(Point annotation dataset records)
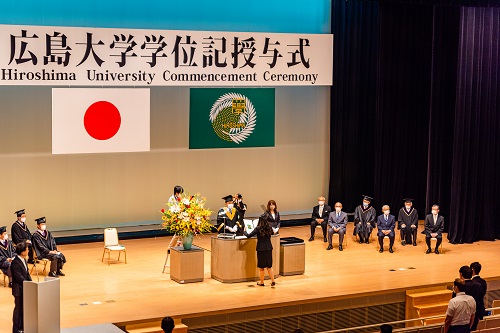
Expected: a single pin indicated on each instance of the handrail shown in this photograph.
(423, 319)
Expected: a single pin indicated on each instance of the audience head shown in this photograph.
(465, 272)
(167, 324)
(459, 285)
(22, 249)
(476, 268)
(385, 328)
(271, 205)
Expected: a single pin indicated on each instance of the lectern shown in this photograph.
(42, 306)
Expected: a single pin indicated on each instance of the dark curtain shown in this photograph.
(476, 141)
(415, 110)
(353, 96)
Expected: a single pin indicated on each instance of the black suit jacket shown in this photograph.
(20, 274)
(431, 228)
(324, 215)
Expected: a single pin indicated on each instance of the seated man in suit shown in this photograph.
(337, 221)
(386, 224)
(46, 248)
(20, 273)
(434, 226)
(7, 253)
(320, 216)
(364, 220)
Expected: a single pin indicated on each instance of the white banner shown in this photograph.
(67, 56)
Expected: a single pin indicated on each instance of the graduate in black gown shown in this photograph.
(408, 223)
(364, 220)
(7, 253)
(21, 233)
(46, 248)
(227, 217)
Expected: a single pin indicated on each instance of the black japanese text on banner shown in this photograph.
(65, 56)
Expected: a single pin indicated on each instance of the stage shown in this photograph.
(93, 292)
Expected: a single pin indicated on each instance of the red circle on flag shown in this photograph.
(102, 120)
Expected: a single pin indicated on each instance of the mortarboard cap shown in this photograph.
(367, 198)
(228, 198)
(19, 212)
(40, 220)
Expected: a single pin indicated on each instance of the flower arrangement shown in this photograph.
(187, 216)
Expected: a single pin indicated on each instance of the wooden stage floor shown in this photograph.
(93, 292)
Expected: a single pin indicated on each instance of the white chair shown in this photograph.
(111, 244)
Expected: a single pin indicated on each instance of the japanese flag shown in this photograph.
(100, 120)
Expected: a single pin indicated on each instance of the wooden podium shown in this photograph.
(186, 266)
(42, 312)
(235, 260)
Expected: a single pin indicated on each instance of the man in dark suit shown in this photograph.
(385, 225)
(320, 216)
(434, 226)
(20, 273)
(474, 289)
(337, 221)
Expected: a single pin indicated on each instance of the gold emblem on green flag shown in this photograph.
(233, 117)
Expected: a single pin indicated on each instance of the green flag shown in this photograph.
(231, 118)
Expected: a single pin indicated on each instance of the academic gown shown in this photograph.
(6, 251)
(408, 218)
(229, 218)
(44, 244)
(364, 216)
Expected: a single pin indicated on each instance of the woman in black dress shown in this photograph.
(273, 216)
(264, 248)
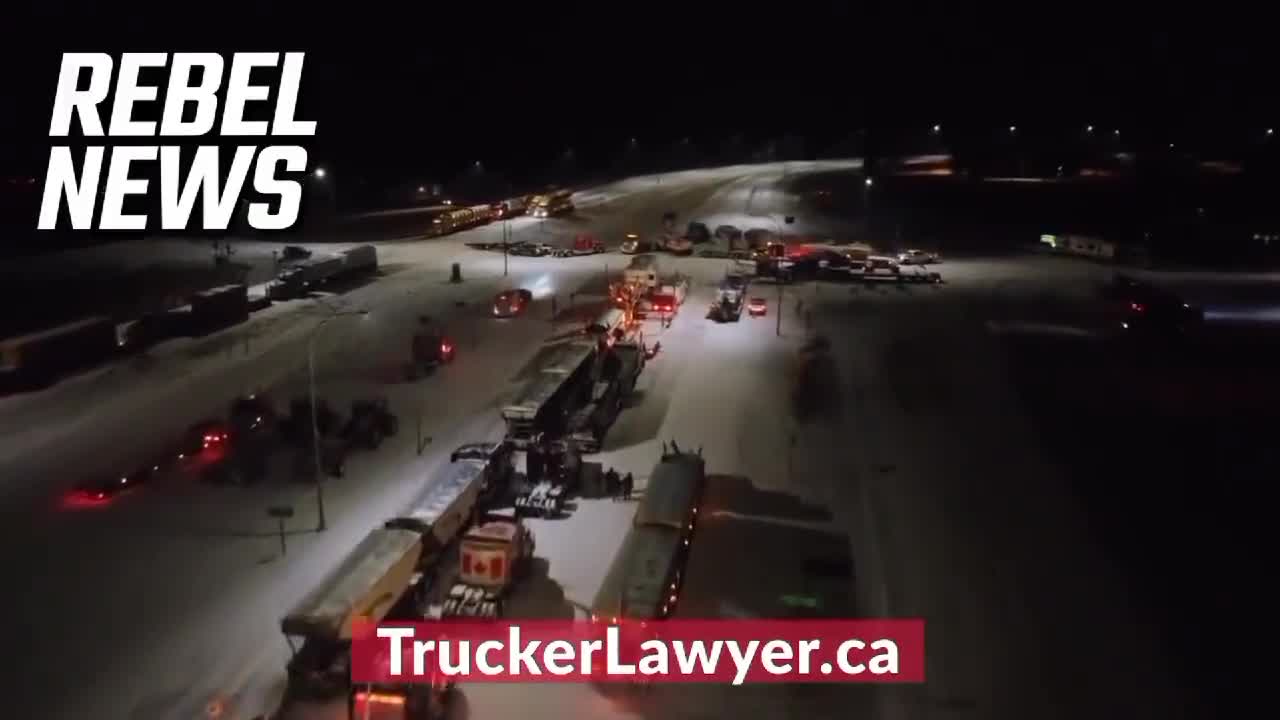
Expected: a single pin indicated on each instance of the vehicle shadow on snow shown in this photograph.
(538, 596)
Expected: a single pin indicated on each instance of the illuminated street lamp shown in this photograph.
(315, 420)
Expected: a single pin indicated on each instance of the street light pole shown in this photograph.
(315, 418)
(315, 427)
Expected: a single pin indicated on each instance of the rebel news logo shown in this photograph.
(205, 99)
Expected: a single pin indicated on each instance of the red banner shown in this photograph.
(670, 651)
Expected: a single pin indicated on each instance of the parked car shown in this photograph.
(511, 302)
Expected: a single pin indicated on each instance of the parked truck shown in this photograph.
(359, 261)
(41, 358)
(305, 277)
(621, 365)
(219, 308)
(492, 557)
(727, 305)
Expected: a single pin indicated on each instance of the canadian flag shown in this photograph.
(484, 565)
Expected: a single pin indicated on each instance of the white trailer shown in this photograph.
(446, 507)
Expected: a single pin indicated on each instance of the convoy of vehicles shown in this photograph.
(645, 577)
(41, 358)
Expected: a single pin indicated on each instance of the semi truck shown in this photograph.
(305, 277)
(41, 358)
(219, 308)
(622, 364)
(366, 586)
(558, 203)
(643, 270)
(727, 305)
(645, 577)
(492, 557)
(543, 406)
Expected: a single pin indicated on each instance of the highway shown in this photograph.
(924, 493)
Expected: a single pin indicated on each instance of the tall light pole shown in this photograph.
(315, 420)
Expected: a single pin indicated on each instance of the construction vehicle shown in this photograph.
(429, 349)
(493, 555)
(643, 272)
(370, 422)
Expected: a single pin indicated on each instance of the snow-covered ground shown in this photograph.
(181, 586)
(926, 486)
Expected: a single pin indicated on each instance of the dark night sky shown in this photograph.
(515, 86)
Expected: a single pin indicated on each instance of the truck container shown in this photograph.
(305, 277)
(643, 270)
(492, 557)
(219, 308)
(366, 586)
(359, 260)
(37, 359)
(448, 505)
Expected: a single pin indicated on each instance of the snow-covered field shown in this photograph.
(926, 486)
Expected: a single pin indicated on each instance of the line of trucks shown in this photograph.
(39, 359)
(452, 555)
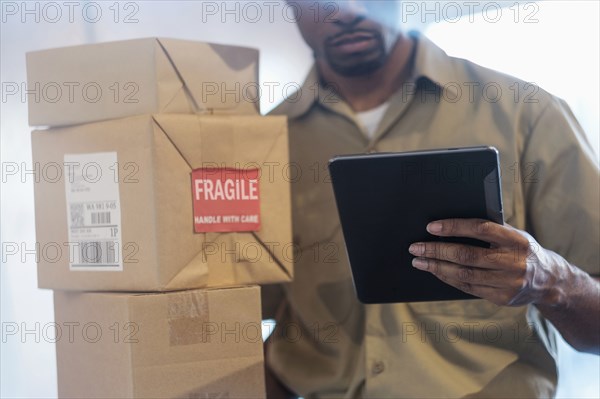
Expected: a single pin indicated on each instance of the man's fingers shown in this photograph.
(460, 275)
(481, 229)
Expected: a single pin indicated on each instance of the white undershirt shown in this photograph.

> Job
Reproduce the listing above word for word, from start to finish, leaving out the pictures.

> Output below
Expected: a single pin indicated on each instance of the handrail shown in this photograph.
(423, 319)
Expected: a single pin indicated on each instance of the audience head shown in this photograph.
(465, 272)
(167, 324)
(459, 285)
(22, 249)
(476, 268)
(385, 328)
(271, 205)
Expected: a single pin indicated on each instance of the lectern shown in this photograph.
(42, 306)
Expected: a single pin indicated on each instance of the dark curtain shown in this photograph.
(476, 141)
(415, 110)
(353, 96)
Expected: a single pin indicated on each instance of the black suit jacket shown in this photograph.
(20, 274)
(431, 228)
(324, 215)
Expected: a single pin indicated on each instance of the seated man in suit shown in this photograph.
(337, 221)
(386, 224)
(46, 248)
(20, 273)
(434, 226)
(7, 253)
(320, 216)
(364, 220)
Expected: a single pin indicated on each instance of the white banner shown in this photograph.
(67, 56)
Expected: a single pin indicated on each instance of the graduate in black gown shown in this photograph.
(408, 223)
(364, 220)
(7, 253)
(21, 233)
(46, 248)
(227, 217)
Expected: a single pin indicated on each instance of the black japanese text on banner shown in this photograph.
(65, 56)
Expected: a single pin indicated on each instance of the stage shown in this photograph.
(93, 292)
Expected: a single pin indicated on each instance of the red circle on flag shown in this photograph.
(102, 120)
Expected: a single pin indicated on each instance of the mortarboard cap shown in this photograph.
(367, 198)
(228, 198)
(19, 212)
(40, 220)
Expected: a single pin indicated on each instance of the flower arrangement shown in this photograph.
(187, 216)
Expected: a single pin indicated on each instance of the wooden stage floor shown in this photograph.
(93, 292)
Expected: a single pin indicated on each instance of the white chair shown in this photograph.
(111, 244)
Expected: a single pin indicated on each instance of the japanese flag shown in this photograph.
(100, 120)
Expected: a single pin indicated on each instance of the wooden podium shown in this photograph.
(186, 266)
(42, 312)
(235, 260)
Expected: a single pin indicated on each instance of the man in dark suit shown in this photograph.
(385, 225)
(320, 216)
(434, 226)
(20, 273)
(474, 289)
(337, 221)
Expected: a single pin indicated on each instance of the gold emblem on green flag shown in this photograph.
(233, 117)
Expected: a single pin indicated on each instance of the green flag shown in this photograph.
(231, 118)
Expected: a single pin indicated on each instance of the academic gown shown in this photograph.
(6, 251)
(408, 218)
(229, 218)
(44, 244)
(364, 216)
Expected: a single pin indicated on each instance of the woman in black dress shown in this photograph.
(273, 216)
(264, 248)
Expected: a single pin indicated on each instance of the vehicle shadow on snow shown in this photograph.
(538, 596)
Expected: a single pin indicated on each instance of the illuminated street lamp shown in this photograph.
(315, 420)
Expected: a single pin indicated on each instance of the street light pole shown in this photograph.
(315, 418)
(315, 427)
Expected: a single pin indicated on each instance of the rebel news logo shown in this photograph.
(205, 99)
Expected: a single pin indicated on each instance of the red banner shown in this photograph.
(670, 651)
Expected: a single pin indicated on each instance of the parked car shown in this photograph.
(511, 302)
Expected: a single pin indicated on each instance of the parked truck shown in this photograph.
(359, 261)
(41, 358)
(305, 277)
(621, 365)
(219, 308)
(492, 557)
(727, 305)
Expected: a single pin indicated on each instance of the canadian flag shown in this photograph.
(484, 565)
Expected: a single pin indicated on each instance of the white trailer shown in this photograph.
(446, 507)
Expected: a single pin indicated on each instance of the convoy of vehicles shown in this photograph.
(645, 577)
(41, 358)
Expected: a single pin indicated on each instance of the semi truck shown in this photograph.
(305, 277)
(41, 358)
(219, 308)
(622, 364)
(366, 586)
(558, 203)
(643, 270)
(727, 305)
(645, 577)
(492, 557)
(543, 406)
Expected: a single pin indicated on each instance of the highway shown in this photograph.
(924, 493)
Expected: a single pin indicated on each instance of the tall light pole shown in this photograph.
(315, 420)
Expected: a single pin indicated on each instance of the construction vehicle shown in this photograph.
(429, 349)
(493, 555)
(643, 272)
(370, 422)
Expected: a single pin indicated on each instance of the snow-covered ground shown in this photograph.
(181, 586)
(926, 486)
Expected: a single pin indicated on each instance of the dark night sky shown in this photograph.
(515, 86)
Expected: a single pin indicated on each instance of the truck container shown in this photograph.
(305, 277)
(643, 270)
(492, 557)
(219, 308)
(366, 586)
(359, 260)
(37, 359)
(448, 505)
Expected: a single pin indicated on each instance of the snow-covered field shown in this photograph.
(926, 486)
Expected: a single pin indicated on each instance of the line of trucks shown in this photograph.
(39, 359)
(452, 555)
Expected: a single pin indicated on each instance of the man's fingers shown in this photograph.
(460, 275)
(481, 229)
Expected: a single pin indicated on each instance of the white undershirt shown in this photograph.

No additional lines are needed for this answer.